SELECTED EXTRACT START

Monoclonal Antibodies For Clinical Use

Fig: 1 Principle of the Hybridoma Monoclonal antibodies derive from a single antibody-producing B cell. The antigen is first injected into a mouse to provoke an immune response. The spleen is harvested because it harbors many activated B cells. The spleen cells are short-lived in culture, so they are fused to immortal myeloma cells. The hybridoma cells are cultured and isolated so each hybrid is separate from the other. Each hybrid clone can then be screened for the best antibody to the target protein.

 

 

There are many clinical uses for antibodies. They are used in diagnostic procedures (including the ELISA), for pregnancy testing, and to detect the presence of proteins characteristic of particular disease-causing agents.

In the future, they may be used to specifically kill cancer cells or destroy viruses. Such uses need relatively large amounts of a pure antibody that specifically recognizes a single antigen. Even if an experimental animal is inoculated with a purified single antigen, its blood serum will contain a mixture of antibodies to that antigen. Remember that a single antigen has multiple epitopes, and
ANTIBODY thus antibodies will vary in both specificity and affinity.

Nowadays, such a mixture is referred to as polyclonal antibody because it results from antibody production by many different clones of B cells, which all recognized the same antigen. Such a mixture is of little use either for a specific, accurate assay or for other techniques in biotechnology.
Somehow, a single line of B cells all making one particular antibody must be isolated and grown in culture. Such a pure antibody made by a single line of cells is known as a monoclonal antibody . Unfortunately, B cells live for only a few days and survive poorly outside the body. The solution to this problem is to use cancer cells.

Myelomas are naturally occurring cancers derived from B cells and which therefore express immunoglobulin genes. Like many tumor cells, myeloma cells will continue to grow and divide in culture forever if given proper nutrients. To make monoclonal antibodies, the relatively delicate B cell, which is making the required antibody, is fused to a myeloma cell. (To avoid confusion, a myeloma that has lost the ability to make its own antibody is used.) The resulting hybrid is called a hybridoma .

SELECTED EXTRACT END
DATA PROVIDED START

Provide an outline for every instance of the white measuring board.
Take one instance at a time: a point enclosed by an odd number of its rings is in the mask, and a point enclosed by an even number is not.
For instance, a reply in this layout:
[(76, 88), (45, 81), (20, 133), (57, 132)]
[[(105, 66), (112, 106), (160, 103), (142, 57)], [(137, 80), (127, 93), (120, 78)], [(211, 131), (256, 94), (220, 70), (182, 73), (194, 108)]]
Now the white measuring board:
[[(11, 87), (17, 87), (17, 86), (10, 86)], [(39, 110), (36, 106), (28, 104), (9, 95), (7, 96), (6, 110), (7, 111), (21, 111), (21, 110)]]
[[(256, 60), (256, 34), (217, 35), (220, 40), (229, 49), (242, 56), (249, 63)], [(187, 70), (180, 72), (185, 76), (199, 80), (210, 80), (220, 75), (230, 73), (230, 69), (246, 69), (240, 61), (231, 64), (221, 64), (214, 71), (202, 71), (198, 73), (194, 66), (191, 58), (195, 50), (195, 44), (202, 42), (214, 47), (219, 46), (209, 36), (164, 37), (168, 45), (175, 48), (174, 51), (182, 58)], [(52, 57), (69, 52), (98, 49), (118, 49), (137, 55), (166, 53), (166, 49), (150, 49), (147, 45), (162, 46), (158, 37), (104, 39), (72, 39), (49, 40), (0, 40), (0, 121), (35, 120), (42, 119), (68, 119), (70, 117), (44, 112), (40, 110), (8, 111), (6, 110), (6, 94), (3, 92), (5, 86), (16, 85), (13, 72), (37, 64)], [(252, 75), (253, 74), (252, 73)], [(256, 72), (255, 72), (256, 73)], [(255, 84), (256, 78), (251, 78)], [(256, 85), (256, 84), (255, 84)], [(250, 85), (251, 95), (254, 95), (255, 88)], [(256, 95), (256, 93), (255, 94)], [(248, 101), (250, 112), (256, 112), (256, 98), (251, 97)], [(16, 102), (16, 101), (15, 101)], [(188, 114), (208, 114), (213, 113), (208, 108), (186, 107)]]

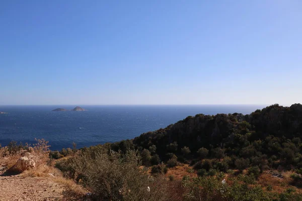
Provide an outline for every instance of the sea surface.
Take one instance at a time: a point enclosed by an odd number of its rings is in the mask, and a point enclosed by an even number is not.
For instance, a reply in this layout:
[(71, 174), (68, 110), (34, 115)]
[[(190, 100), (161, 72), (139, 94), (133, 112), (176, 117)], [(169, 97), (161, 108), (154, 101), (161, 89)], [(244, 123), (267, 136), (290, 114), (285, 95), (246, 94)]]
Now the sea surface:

DATA PROVIDED END

[TASK PROMPT] From the text on monoclonal antibodies, return the passage from "Monoclonal Antibodies For" up to and including "particular disease-causing agents.", copied word for word.

[COMPLETED EXERCISE]
Monoclonal Antibodies For Clinical Use

Fig: 1 Principle of the Hybridoma Monoclonal antibodies derive from a single antibody-producing B cell. The antigen is first injected into a mouse to provoke an immune response. The spleen is harvested because it harbors many activated B cells. The spleen cells are short-lived in culture, so they are fused to immortal myeloma cells. The hybridoma cells are cultured and isolated so each hybrid is separate from the other. Each hybrid clone can then be screened for the best antibody to the target protein.

 

 

There are many clinical uses for antibodies. They are used in diagnostic procedures (including the ELISA), for pregnancy testing, and to detect the presence of proteins characteristic of particular disease-causing agents.